● Passage shown
--------------------------------
Live album by Mr. Children
- Released: September 8, 1999
- Recorded: June 26, 1999, at the Makomanai Ice Arena, Sapporo, Hokkaidō, Japan (except the bonus track "Dakishimetai" recorded at Ginowan Seaside Park, Ginowan, Okinawa, Japan)
- Genre: Pop rock, power pop, progressive rock, alternative rock
- Length: 48:42 (Disc 1) 62:24 (Disc 2)
- Label: Toy's Factory
- Producer: Takeshi Kobayahi

Mr. Children chronology
| Discovery (1999) | 1/42 (1999) | Q (2000) |

= 1/42 =

1/42 is the only live recorded album for the Japanese band Mr.Children, released as a limited edition with 500,000 units in September 1999.

Its title was derived from the number of the places where the band played on that year's their concert tour entitled Discovery. All tracks were adopted from the live performance at the Makomanai Ice Arena, recorded on July 26, 1999, except for the additional track "Dakishimetai" that was recorded in the gig at the Okinawa Ginowan Seaside Park.
--------------------------------
● Provided information
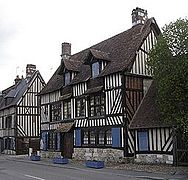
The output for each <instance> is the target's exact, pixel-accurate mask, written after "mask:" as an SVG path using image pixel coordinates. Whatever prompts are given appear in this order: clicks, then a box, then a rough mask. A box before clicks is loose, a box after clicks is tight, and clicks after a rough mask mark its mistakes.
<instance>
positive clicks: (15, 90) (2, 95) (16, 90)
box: [0, 71, 38, 109]
mask: <svg viewBox="0 0 188 180" xmlns="http://www.w3.org/2000/svg"><path fill="white" fill-rule="evenodd" d="M36 73H38V71H36V72H35V73H34V74H33V75H32V76H31V77H30V78H25V79H21V80H20V81H19V82H18V83H17V84H16V85H13V86H11V87H9V88H7V89H6V90H4V91H3V95H2V97H1V101H0V109H4V108H7V107H10V106H14V105H16V104H17V103H18V101H19V100H20V98H21V97H22V95H23V94H24V92H25V91H26V90H27V88H28V86H29V84H30V82H31V80H32V78H33V77H34V76H35V74H36ZM7 98H8V99H9V100H8V103H7V102H6V99H7Z"/></svg>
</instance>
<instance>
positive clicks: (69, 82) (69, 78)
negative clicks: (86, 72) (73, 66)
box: [64, 72, 71, 86]
mask: <svg viewBox="0 0 188 180" xmlns="http://www.w3.org/2000/svg"><path fill="white" fill-rule="evenodd" d="M70 81H71V74H70V72H65V73H64V86H66V85H67V84H69V83H70Z"/></svg>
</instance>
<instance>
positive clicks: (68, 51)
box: [61, 42, 71, 60]
mask: <svg viewBox="0 0 188 180" xmlns="http://www.w3.org/2000/svg"><path fill="white" fill-rule="evenodd" d="M70 56H71V44H70V43H67V42H64V43H62V54H61V57H62V60H64V59H69V58H70Z"/></svg>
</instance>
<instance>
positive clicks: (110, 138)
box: [106, 130, 112, 145]
mask: <svg viewBox="0 0 188 180" xmlns="http://www.w3.org/2000/svg"><path fill="white" fill-rule="evenodd" d="M106 144H107V145H112V132H111V130H108V131H106Z"/></svg>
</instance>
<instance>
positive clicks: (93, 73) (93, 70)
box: [92, 62, 99, 78]
mask: <svg viewBox="0 0 188 180" xmlns="http://www.w3.org/2000/svg"><path fill="white" fill-rule="evenodd" d="M98 75H99V63H98V62H96V63H93V64H92V77H93V78H94V77H97V76H98Z"/></svg>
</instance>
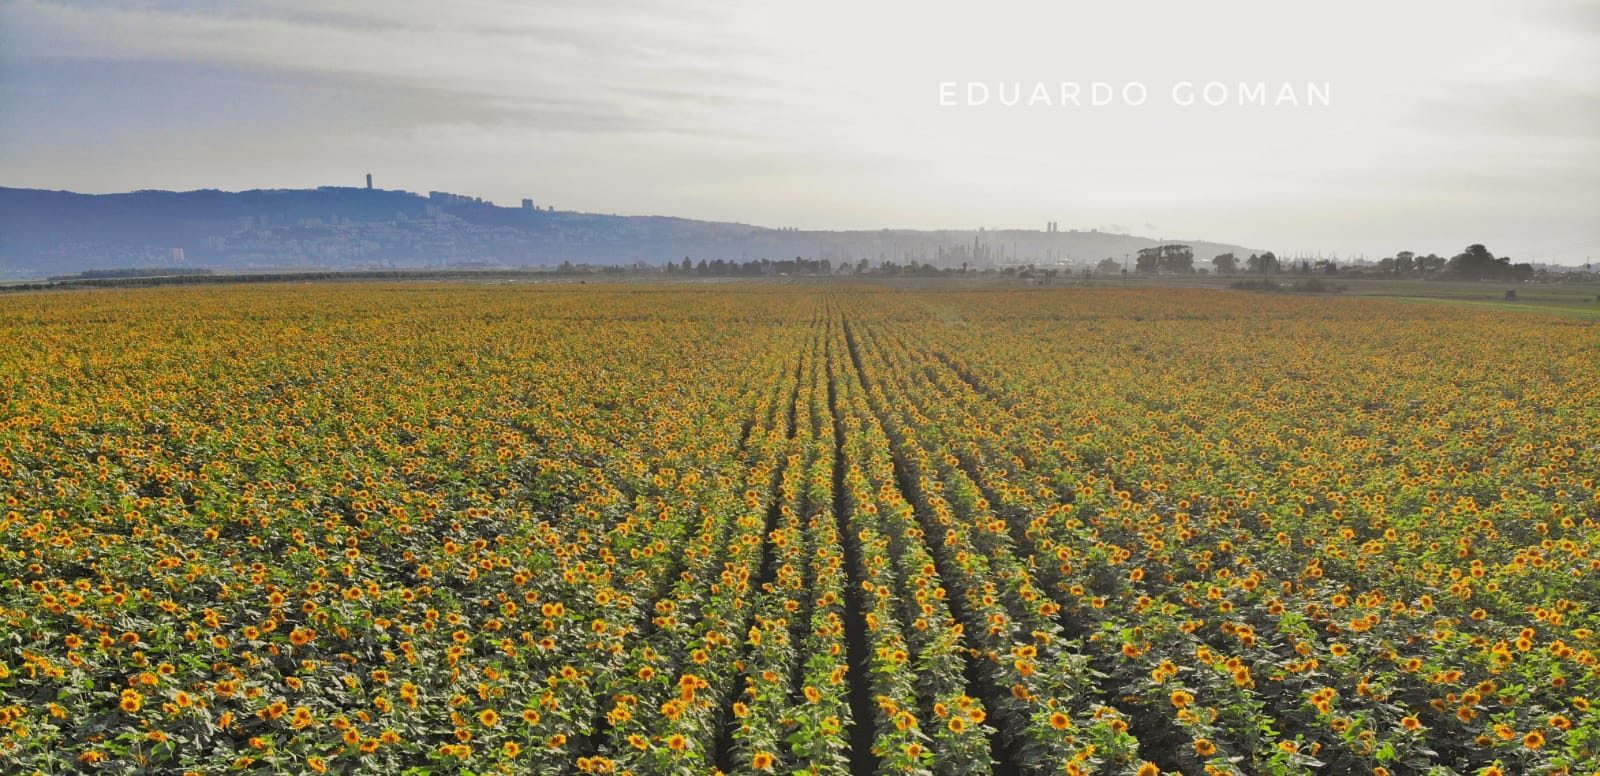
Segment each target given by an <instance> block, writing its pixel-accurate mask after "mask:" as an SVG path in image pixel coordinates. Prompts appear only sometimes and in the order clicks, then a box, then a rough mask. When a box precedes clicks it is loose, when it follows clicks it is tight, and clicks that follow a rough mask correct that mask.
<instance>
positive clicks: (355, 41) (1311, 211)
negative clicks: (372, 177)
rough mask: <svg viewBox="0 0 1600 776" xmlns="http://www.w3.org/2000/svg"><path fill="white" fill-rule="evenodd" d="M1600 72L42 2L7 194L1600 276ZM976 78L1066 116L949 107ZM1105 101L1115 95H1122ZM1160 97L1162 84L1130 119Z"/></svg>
--------------------------------
● What you are asked to do
Carry on the article on the album 1/42 from its last sentence. The entries have nothing to do with the article on the Mr. Children album 1/42.

● Answer area
The double album debuted at the position of #1 on the Japanese Oricon albums chart and sold out 7 weeks later from its release. Finally the album was certified RIAJ double-platinum status, selling estimated more than 500,000 copies.

==Track listing==
- All songs written and composed by Kazutoshi Sakurai

===Disc one===
1. "Discovery"
2. "Undershirt"
3. "Namonaki Uta" (名もなき詩)
4. "Prism"
5. "Everything (It's you)"
6. "I'll be"
7. "Hana (花) -Mémento-Mori-"
8. "Simple"

===Disc two===
1. "Love Connection"
2. "Dance Dance Dance"
3. "Nishi e Higashi e (ニシエヒガシエ)"
4. "La La La"
5. "Tomorrow never knows"
6. "Owarinaki Tabi (終わりなき旅)"
7. "Hikari no Sasu Hou he (光の射す方へ)"
8. "innocent world"
9. "Image"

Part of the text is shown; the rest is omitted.